_TASK REQUIREMENTS_: Reproduce every line of the listing below without any change, leaving out the pictures.

_Stored data entries_:
══════════════════════════════
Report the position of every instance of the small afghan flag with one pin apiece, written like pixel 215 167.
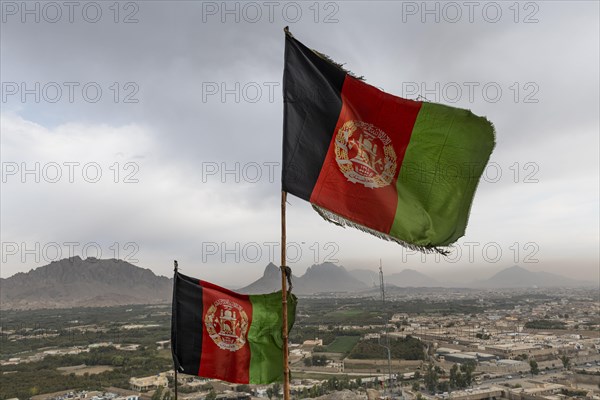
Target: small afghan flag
pixel 217 333
pixel 400 169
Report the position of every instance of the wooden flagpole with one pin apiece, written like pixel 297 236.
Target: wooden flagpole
pixel 175 268
pixel 286 369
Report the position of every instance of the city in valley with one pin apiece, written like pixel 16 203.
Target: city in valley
pixel 529 343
══════════════════════════════
_TASK RESPONSE_:
Report the position of every instance of the small afghan flag with one pin apiece, written like pixel 215 167.
Target: small afghan flag
pixel 217 333
pixel 400 169
Report the position of every instance of the wooden flagpole with one pin apiece, written like pixel 297 236.
Target: wooden flagpole
pixel 175 268
pixel 286 369
Report the position of every instance of the city in valley with one pin apiece, written like pixel 16 203.
Target: city in valley
pixel 529 343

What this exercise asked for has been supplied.